Does anyone know when machine learning was first designed? (expect 1990’s or 2000’s). Did you know that this was thought about in the 1940’s with one of the earliest designs coming in 1958?!
Just how does a machine “learn?” In today’s activity, we will be running simulations on the perceptron model and we will look at one other model after that.
Conduct the associated lesson, “How Does Machine Learning Work?” in order to set the students up for success. This lesson contains the necessary background information to be successful with this activity.
The Artificial Neural Net- Perceptron on the Netlogo Platform
The simulation allows inputs of 1 or -1 which will result in an output of 1 or -1. The perceptron tries to classify the correct output produced by a function, based on the inputs given. Take some time to familiarize yourself with the platform. See Figure 1.
The Artificial Neural Net – Multi-layer on the Netlogo Platform
The multi-layer simulation looks very similar to the single perceptron. Look over Figure 2 and take note of several key differences. The first obvious difference is the hidden layer. A weighted-sum of the input values are passed through a sigmoid function and passed forward just like the single-layered perceptron. The difference here is that the values are passed to the hidden layer and not the final output. This process is repeated at this hidden-layer level and passed to the final output node.

* _THE TASKS_
1. In the machine learning lesson text, rewrite everything from "Conduct the associated" down to "with this activity.", changing "students" to "learners".
2. According to the machine learning lesson text, in what year did one of the earliest machine learning designs appear?
3. Condense the paragraph of the machine learning lesson text that begins "The multi-layer simulation looks very similar" into a shorter version that keeps its main facts.

* _EXCERPTED RECORDS_
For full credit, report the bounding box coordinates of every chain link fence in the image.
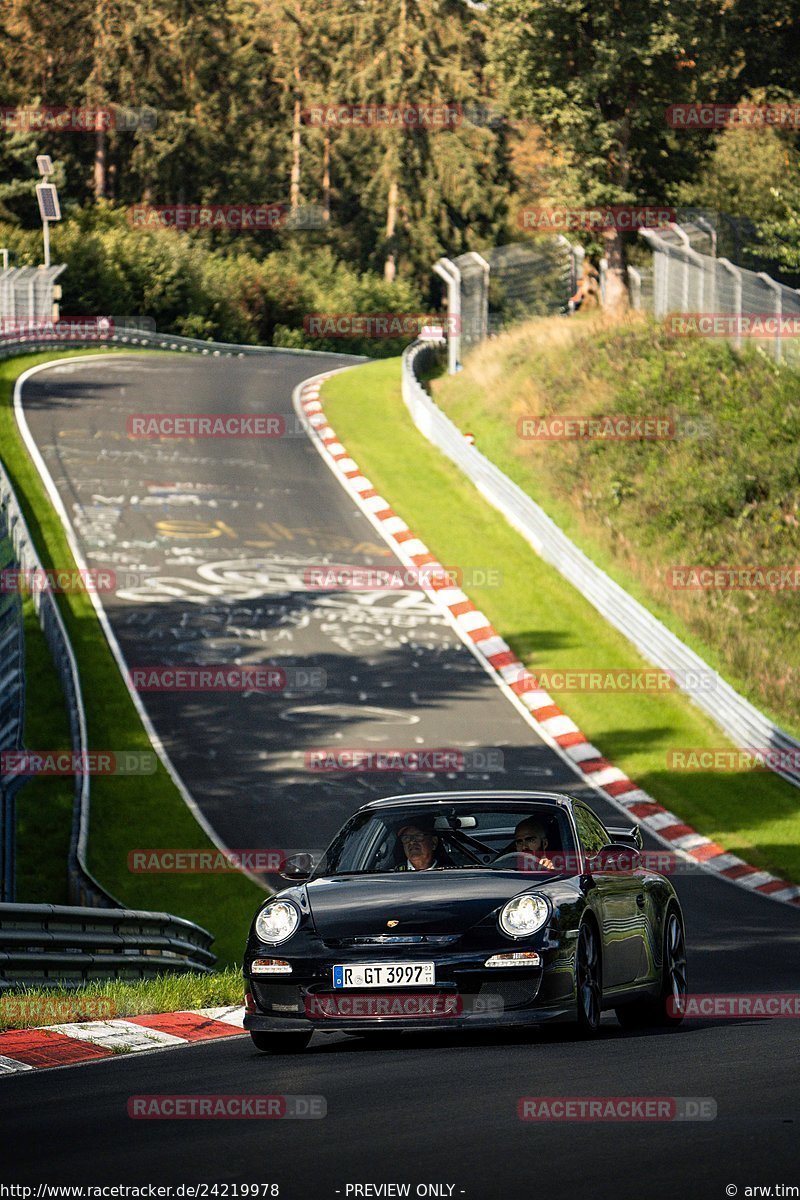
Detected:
[627,222,800,362]
[433,236,584,364]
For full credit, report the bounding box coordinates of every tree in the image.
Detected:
[489,0,735,306]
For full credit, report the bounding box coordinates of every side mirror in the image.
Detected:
[278,853,315,883]
[587,842,642,875]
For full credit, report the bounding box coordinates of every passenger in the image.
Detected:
[513,817,553,871]
[396,821,449,871]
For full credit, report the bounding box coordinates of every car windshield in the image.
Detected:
[313,802,576,878]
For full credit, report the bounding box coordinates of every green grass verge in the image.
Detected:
[324,359,800,880]
[0,967,243,1030]
[0,350,264,966]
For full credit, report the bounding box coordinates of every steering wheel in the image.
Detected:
[489,850,548,871]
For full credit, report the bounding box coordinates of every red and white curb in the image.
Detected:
[294,372,800,906]
[0,1006,245,1075]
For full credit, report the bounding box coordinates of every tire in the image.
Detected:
[614,907,688,1030]
[575,920,603,1038]
[249,1030,311,1054]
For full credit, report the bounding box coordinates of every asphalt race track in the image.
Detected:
[0,355,800,1200]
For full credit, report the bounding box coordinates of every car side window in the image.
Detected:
[575,804,608,854]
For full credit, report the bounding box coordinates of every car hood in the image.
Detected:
[306,870,548,938]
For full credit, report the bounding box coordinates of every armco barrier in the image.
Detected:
[0,904,215,994]
[402,342,800,787]
[0,328,367,362]
[0,502,25,902]
[0,466,119,907]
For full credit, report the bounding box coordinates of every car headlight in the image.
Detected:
[500,895,549,937]
[255,900,300,946]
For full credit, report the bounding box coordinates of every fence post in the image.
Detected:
[692,216,717,258]
[597,258,608,307]
[456,250,492,342]
[433,258,461,374]
[639,229,669,318]
[717,258,741,350]
[627,266,642,308]
[758,271,783,362]
[669,221,703,312]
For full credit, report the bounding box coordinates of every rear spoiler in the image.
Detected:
[607,826,642,850]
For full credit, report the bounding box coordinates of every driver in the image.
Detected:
[513,817,553,871]
[396,820,447,871]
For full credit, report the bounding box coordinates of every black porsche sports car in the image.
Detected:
[243,792,687,1054]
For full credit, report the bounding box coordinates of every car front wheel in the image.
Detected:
[249,1030,311,1054]
[575,920,603,1038]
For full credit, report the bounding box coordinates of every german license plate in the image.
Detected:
[333,962,437,988]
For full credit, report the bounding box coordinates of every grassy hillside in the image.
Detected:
[431,313,800,734]
[323,355,800,880]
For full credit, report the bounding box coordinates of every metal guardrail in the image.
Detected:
[0,466,119,908]
[0,328,367,362]
[0,503,25,902]
[402,342,800,787]
[0,904,216,994]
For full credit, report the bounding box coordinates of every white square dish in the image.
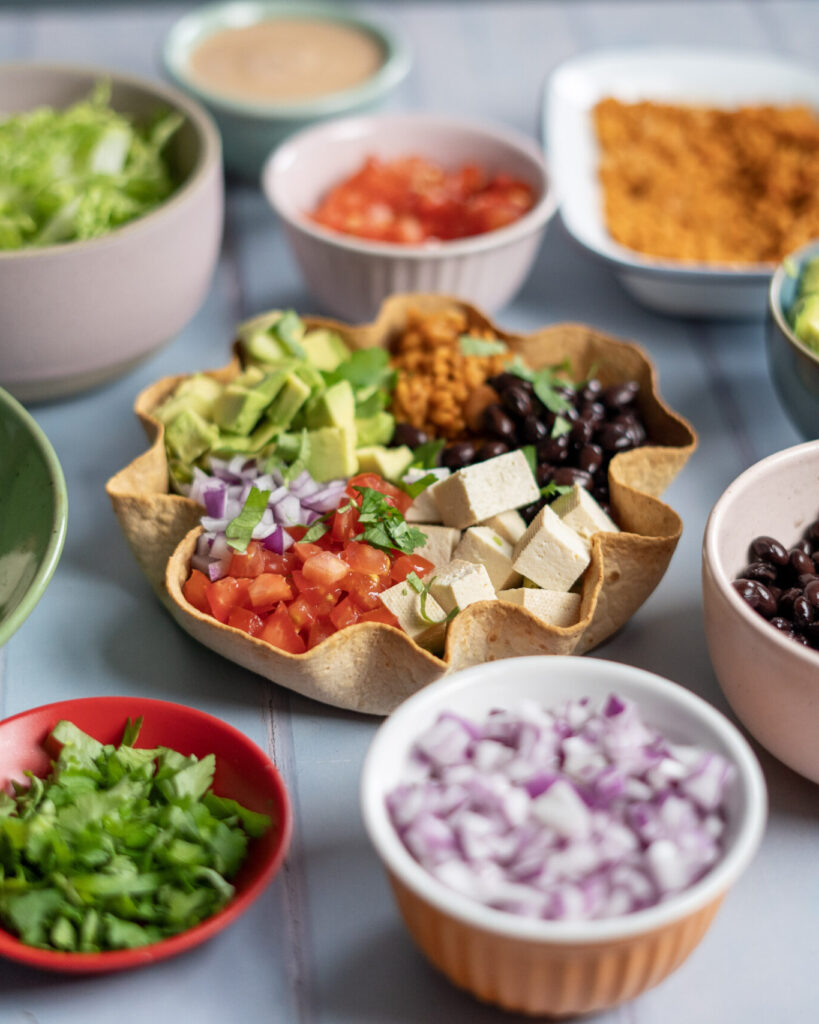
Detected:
[543,47,819,318]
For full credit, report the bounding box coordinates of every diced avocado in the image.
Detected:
[301,328,350,373]
[267,371,310,428]
[355,413,395,447]
[355,444,413,481]
[165,409,219,463]
[793,292,819,351]
[305,427,358,482]
[306,381,355,430]
[213,383,270,434]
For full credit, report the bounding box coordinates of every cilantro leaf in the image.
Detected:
[224,487,271,551]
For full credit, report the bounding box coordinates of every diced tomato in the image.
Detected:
[358,604,398,627]
[207,577,249,623]
[248,572,293,611]
[182,569,211,615]
[390,555,435,583]
[227,541,265,579]
[330,597,361,630]
[227,608,263,637]
[293,543,324,565]
[307,618,337,650]
[259,604,307,654]
[299,545,350,587]
[341,541,390,575]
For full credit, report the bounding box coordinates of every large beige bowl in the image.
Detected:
[0,63,223,401]
[107,295,695,715]
[702,441,819,782]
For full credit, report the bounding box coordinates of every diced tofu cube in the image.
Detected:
[429,559,495,615]
[551,483,620,543]
[379,581,446,649]
[434,449,541,529]
[402,466,449,522]
[452,526,520,590]
[478,509,526,547]
[514,505,591,590]
[413,523,461,565]
[498,587,580,626]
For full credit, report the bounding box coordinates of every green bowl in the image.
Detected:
[0,388,69,646]
[163,0,412,180]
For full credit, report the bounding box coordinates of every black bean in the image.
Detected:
[748,537,788,565]
[577,444,603,476]
[440,441,475,472]
[520,416,549,444]
[475,441,509,462]
[482,402,515,440]
[390,423,429,447]
[732,580,777,618]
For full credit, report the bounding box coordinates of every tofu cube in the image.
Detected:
[498,587,580,626]
[379,581,446,649]
[551,483,620,544]
[429,559,497,615]
[514,505,591,591]
[413,523,461,565]
[452,526,520,590]
[478,509,526,547]
[434,449,541,529]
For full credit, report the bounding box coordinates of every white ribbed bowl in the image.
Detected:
[262,114,555,321]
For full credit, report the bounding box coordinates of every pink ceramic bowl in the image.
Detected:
[702,441,819,782]
[262,114,555,321]
[0,63,223,401]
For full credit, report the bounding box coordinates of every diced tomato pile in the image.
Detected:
[183,473,433,654]
[312,157,534,245]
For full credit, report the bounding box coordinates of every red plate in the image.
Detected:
[0,697,293,973]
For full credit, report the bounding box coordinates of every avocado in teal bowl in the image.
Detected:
[0,388,69,646]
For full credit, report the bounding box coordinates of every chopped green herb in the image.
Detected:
[458,334,509,355]
[224,487,271,551]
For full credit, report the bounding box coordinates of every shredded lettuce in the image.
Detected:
[0,82,182,250]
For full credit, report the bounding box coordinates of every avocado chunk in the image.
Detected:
[355,413,395,447]
[306,381,355,430]
[165,409,219,463]
[267,371,310,429]
[301,328,350,373]
[355,444,413,481]
[305,427,358,482]
[213,382,270,435]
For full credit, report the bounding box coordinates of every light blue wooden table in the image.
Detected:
[0,0,819,1024]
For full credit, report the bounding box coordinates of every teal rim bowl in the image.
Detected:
[0,388,69,646]
[163,0,412,125]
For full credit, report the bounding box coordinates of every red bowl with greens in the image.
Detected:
[0,697,293,974]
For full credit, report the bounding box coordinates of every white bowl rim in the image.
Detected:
[162,0,413,121]
[768,239,819,364]
[360,655,768,945]
[541,43,819,285]
[0,60,222,264]
[702,439,819,679]
[261,113,557,261]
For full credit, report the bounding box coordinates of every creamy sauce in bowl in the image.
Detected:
[188,17,385,103]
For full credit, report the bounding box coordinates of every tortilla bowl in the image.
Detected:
[106,294,696,715]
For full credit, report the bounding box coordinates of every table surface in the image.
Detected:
[0,0,819,1024]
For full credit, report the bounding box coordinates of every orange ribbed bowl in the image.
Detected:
[361,656,767,1017]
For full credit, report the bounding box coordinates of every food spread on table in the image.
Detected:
[386,694,735,921]
[0,81,182,250]
[0,719,270,952]
[310,156,535,245]
[594,97,819,263]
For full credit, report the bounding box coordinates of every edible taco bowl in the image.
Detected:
[106,294,696,715]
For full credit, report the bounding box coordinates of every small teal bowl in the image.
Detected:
[163,0,412,180]
[0,388,69,647]
[766,240,819,440]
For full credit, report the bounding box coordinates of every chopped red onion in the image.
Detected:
[386,695,735,921]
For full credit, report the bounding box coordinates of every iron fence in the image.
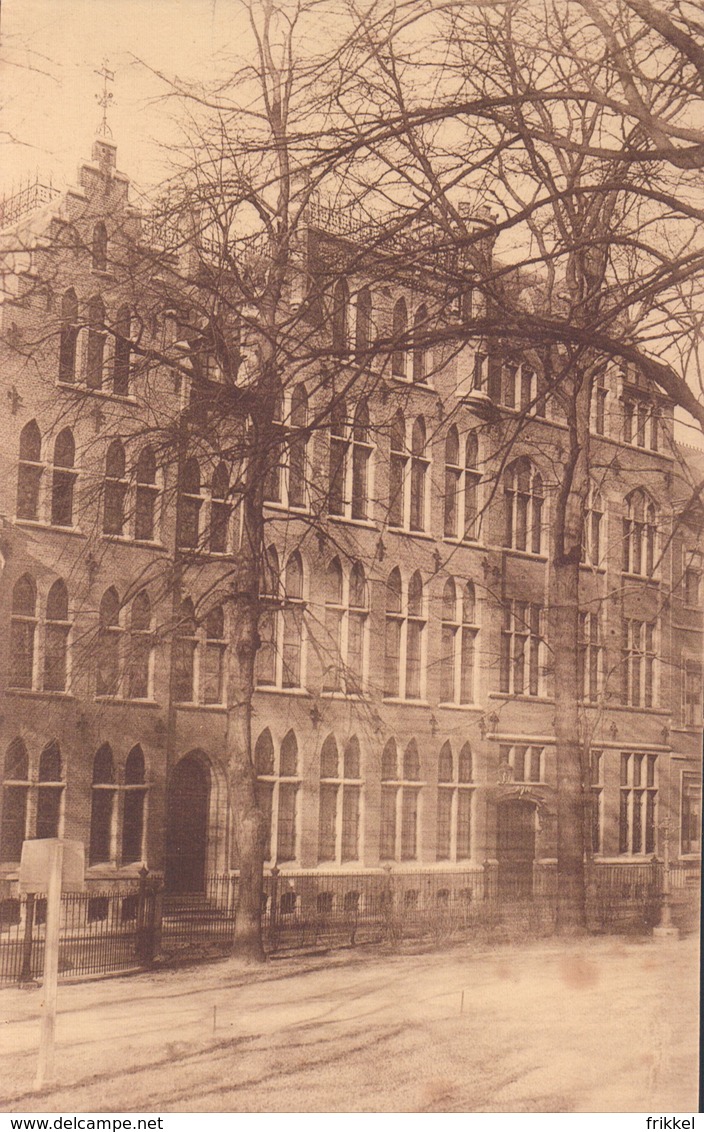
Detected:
[0,860,699,985]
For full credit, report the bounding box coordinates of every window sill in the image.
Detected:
[327,515,380,531]
[57,380,138,405]
[255,684,311,700]
[15,518,86,539]
[5,688,76,701]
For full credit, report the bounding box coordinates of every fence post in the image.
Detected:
[19,892,34,983]
[135,865,156,963]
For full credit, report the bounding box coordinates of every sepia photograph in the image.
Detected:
[0,0,704,1113]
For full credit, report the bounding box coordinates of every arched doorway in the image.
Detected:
[496,798,535,898]
[164,754,211,893]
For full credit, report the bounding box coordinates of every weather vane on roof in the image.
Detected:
[94,59,115,138]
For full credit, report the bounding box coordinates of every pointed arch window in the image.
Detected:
[0,738,29,863]
[127,590,153,700]
[318,735,361,864]
[388,409,409,526]
[96,586,122,696]
[44,578,71,692]
[17,421,44,521]
[9,574,36,688]
[135,447,158,542]
[59,288,78,383]
[112,307,132,397]
[379,739,422,860]
[103,440,127,534]
[504,456,544,555]
[36,739,66,838]
[623,488,658,577]
[333,280,350,353]
[86,295,106,389]
[410,417,430,531]
[413,302,428,384]
[392,299,409,378]
[88,743,117,865]
[51,428,76,526]
[209,463,230,555]
[120,744,147,865]
[354,286,371,361]
[440,577,477,704]
[92,220,108,272]
[436,743,474,861]
[178,456,203,550]
[289,385,308,507]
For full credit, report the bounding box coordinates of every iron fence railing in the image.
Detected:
[0,860,699,985]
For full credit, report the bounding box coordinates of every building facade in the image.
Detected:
[0,139,703,893]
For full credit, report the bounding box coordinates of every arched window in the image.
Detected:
[318,735,361,864]
[440,577,477,704]
[323,558,344,692]
[624,488,658,577]
[135,447,158,542]
[384,566,404,697]
[86,295,105,389]
[282,550,303,688]
[112,307,132,397]
[9,574,36,688]
[464,432,479,542]
[0,738,29,863]
[127,590,152,700]
[444,425,462,539]
[504,456,543,555]
[388,409,409,526]
[178,456,203,550]
[17,421,44,521]
[36,739,65,838]
[96,586,121,696]
[103,440,127,534]
[120,744,147,865]
[203,606,226,704]
[405,571,426,700]
[51,428,76,526]
[392,299,409,377]
[354,286,371,359]
[582,486,603,566]
[345,563,369,694]
[173,598,198,703]
[333,280,350,353]
[436,743,474,861]
[88,743,115,865]
[276,731,299,861]
[92,220,108,272]
[379,739,421,860]
[289,385,308,507]
[327,401,347,515]
[59,288,78,381]
[410,417,429,531]
[352,401,371,518]
[256,546,281,687]
[413,302,428,383]
[209,463,230,555]
[44,578,71,692]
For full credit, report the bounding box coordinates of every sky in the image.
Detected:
[0,0,251,192]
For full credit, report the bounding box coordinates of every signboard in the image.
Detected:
[19,838,86,895]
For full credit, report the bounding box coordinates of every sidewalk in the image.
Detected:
[0,937,698,1113]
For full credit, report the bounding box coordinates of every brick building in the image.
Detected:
[0,139,703,891]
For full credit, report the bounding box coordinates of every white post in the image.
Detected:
[34,839,63,1089]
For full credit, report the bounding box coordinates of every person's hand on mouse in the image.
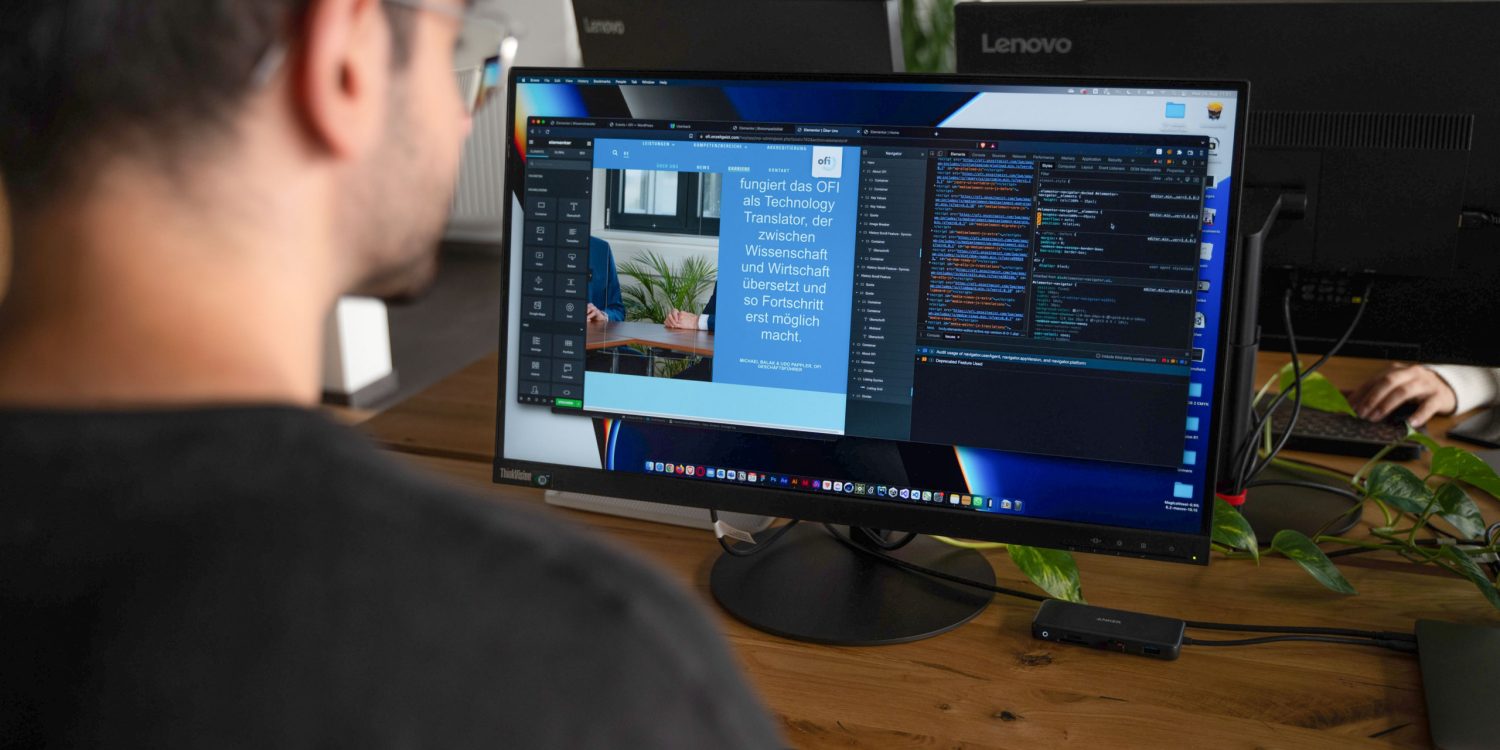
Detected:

* _REPLIES_
1.
Conduct the associated lesson, “How Does Machine Learning Work?” in order to set the learners up for success. This lesson contains the necessary background information to be successful with this activity.

2. 1958

3. The multi-layer simulation resembles the single perceptron, but it adds a hidden layer. As in the single-layered perceptron, a weighted sum of the inputs passes through a sigmoid function. Here, though, the values go to the hidden layer rather than straight to the output. The process repeats at the hidden layer, and the result is passed to the final output node.